**Text passage**.
....................

The provision at issue directs the Secretary to establish personnel qualifications which

shall take into consideration competency, training, experience, job performance, and education and which qualifications shall, as appropriate, be different on the basis of the type of examinations and procedures being performed by the laboratory and the risks and consequences of erroneous results associated with such examinations and procedures.

42 U.S.C. § 263a(f)(l)(C) (emphasis added). Consumer Federation argues that use of the term “shall” makes explicit consideration of the risks and consequences of erroneous results mandatory; the qualifying words “as appropriate” merely give the agency discretion as to the manner in which it considers these two factors. The government, on the other hand, contends that the statutory intent is not so clear at all. We find the government’s identification of some ambiguity to be correct. Although the word “shall” is often used to impose a mandatory duty, see Train v. City of New York, 420 U.S. 35, 47-48, 95 S.Ct. 839, 846, 43 L.Ed.2d 1 (1975); Moon v. Dep’t of Labor, 727 F.2d 1315, 1318-19 (D.C.Cir.1984), the inclusion of the words “as appropriate” directly following “shall” suggests that the agency is not required to include an explicit consideration of risks and consequences of error in its qualifications regime. Even without the “as appropriate,” the agency still would have enjoyed discretion to decide exactly how to incorporate risks and consequences of error in its regulations, provided that it did so in some manner. If “as appropriate” is to have any effect, then, it must mean that the agency must specifically include the risks and consequences factors in its regulations only to the extent appropriate. To conclude otherwise, as Consumer Federation advocates, would violate a basic canon of statutory construction by treating the two words as surplusage. See Babbitt v. Sweet Home Chapter of Communities for a Great Oregon, — U.S. -, -, 115 S.Ct. 2407, 2413, 132 L.Ed.2d 597 (1995). 6

Concluding that Congress has not spoken clearly to the question of whether CLIA requires HHS to explicitly consider the risks and consequences of error in formulating personnel qualifications, we proceed to the Chevron II analysis of whether the scheme of personnel standards established by the agency reflects a permissible construction of the statute. Here, the two factors—risks of error and consequences of error—are best considered separately, since HHS has offered different explanations for its treatment of the two criteria. As to the risks of incorrect test results, the agency contends that it did address this factor in its *1504 final rule, although not explicitly. In its 1993 rule classifying all of the clinical tests, the agency stated that the various measures of test complexity included in the classification model serve as a proxy for risk of error, because error is more likely to occur as the complexity of a test and the independent judgment required of the analyst increases. See infra at 1502; 57 Fed.Reg. at 7020-21; 58 Fed.Reg. at 39,864. Consumer Federation has presented no evidence disputing this relationship between test complexity and risk of error, and we find the agency’s explanation a reasonable one. Accordingly, we conclude that the agency’s treatment of the risks of erroneous test results in its final rule represents a permissible construction of the relevant CLIA provision, contrary to the district court’s conclusion.

....................

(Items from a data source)

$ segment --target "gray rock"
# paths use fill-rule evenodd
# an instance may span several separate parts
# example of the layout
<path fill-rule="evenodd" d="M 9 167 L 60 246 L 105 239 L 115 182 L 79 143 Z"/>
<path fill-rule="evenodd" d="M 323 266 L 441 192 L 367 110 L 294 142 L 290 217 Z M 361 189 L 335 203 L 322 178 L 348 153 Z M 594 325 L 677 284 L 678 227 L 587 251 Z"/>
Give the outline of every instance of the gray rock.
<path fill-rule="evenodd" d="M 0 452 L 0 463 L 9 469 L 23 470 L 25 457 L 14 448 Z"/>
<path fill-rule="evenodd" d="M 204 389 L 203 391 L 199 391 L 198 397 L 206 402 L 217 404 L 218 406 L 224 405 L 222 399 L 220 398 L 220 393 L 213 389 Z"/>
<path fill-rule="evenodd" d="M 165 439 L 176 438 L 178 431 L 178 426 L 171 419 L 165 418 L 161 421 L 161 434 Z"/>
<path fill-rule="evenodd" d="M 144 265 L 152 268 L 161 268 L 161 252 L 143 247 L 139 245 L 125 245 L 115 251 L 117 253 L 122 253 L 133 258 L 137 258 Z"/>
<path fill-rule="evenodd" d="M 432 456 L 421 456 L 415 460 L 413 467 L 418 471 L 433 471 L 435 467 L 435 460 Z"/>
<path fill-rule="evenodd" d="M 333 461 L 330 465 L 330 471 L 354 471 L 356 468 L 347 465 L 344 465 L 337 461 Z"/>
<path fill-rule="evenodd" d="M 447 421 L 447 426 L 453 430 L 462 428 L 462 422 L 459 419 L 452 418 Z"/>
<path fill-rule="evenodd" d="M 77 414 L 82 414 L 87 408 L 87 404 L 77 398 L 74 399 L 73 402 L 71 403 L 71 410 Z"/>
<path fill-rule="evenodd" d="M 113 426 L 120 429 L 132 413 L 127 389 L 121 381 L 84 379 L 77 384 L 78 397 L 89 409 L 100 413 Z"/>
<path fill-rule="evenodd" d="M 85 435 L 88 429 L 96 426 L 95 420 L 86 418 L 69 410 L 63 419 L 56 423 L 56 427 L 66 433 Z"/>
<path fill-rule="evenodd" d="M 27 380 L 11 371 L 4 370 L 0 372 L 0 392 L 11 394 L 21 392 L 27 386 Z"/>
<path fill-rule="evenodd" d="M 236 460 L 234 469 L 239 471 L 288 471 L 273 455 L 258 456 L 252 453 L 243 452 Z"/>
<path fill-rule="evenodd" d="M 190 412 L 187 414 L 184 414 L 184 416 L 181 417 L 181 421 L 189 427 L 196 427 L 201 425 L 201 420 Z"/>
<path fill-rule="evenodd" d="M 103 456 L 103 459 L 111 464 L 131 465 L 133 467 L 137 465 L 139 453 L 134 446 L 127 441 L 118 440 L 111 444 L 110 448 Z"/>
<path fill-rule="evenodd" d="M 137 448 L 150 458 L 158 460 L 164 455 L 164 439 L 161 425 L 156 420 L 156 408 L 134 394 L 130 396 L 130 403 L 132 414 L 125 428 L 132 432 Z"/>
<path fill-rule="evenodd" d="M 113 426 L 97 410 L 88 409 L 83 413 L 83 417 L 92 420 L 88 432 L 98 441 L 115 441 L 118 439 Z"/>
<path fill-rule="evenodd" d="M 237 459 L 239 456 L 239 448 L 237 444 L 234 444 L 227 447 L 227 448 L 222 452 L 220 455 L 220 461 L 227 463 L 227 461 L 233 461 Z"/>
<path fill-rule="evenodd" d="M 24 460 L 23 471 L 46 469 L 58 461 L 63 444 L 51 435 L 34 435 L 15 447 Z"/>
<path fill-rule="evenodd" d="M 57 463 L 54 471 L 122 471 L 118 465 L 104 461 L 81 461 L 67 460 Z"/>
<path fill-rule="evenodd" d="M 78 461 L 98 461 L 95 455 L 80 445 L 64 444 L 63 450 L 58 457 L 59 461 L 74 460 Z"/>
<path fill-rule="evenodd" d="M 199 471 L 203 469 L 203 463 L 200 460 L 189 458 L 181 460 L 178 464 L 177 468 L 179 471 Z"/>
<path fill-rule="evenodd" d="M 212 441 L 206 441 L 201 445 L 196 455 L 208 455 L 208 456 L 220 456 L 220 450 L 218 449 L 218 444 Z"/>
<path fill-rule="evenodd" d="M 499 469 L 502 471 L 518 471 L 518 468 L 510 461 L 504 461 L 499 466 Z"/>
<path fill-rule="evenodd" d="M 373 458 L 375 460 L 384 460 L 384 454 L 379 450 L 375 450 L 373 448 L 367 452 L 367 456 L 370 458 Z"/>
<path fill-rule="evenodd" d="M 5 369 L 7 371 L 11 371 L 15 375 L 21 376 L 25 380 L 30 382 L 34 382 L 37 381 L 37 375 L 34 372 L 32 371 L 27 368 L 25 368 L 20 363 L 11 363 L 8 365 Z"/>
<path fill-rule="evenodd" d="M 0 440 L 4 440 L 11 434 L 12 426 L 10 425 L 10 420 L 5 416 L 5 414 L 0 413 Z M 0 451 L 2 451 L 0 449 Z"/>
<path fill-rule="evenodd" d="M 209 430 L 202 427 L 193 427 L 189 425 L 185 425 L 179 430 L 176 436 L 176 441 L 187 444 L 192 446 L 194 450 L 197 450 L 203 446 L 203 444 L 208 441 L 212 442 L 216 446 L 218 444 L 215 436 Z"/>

....................

**Instructions for the task**.
Decide whether each statement below agrees with the CLIA passage. Answer yes or no, and quote the deciding words of the text.
1. Consumer Federation reads "as appropriate" as giving the agency discretion only over how it considers the two factors.
2. The court finds that the statutory intent is clear.
3. Consumer Federation offered evidence against the link between test complexity and risk of error.
The records have no connection to the text.

**Response for this exercise**.
1. Yes: "the qualifying words “as appropriate” merely give the agency discretion as to the manner in which it considers these two factors."
2. No: "We find the government’s identification of some ambiguity to be correct."
3. No: "Consumer Federation has presented no evidence disputing this relationship between test complexity and risk of error"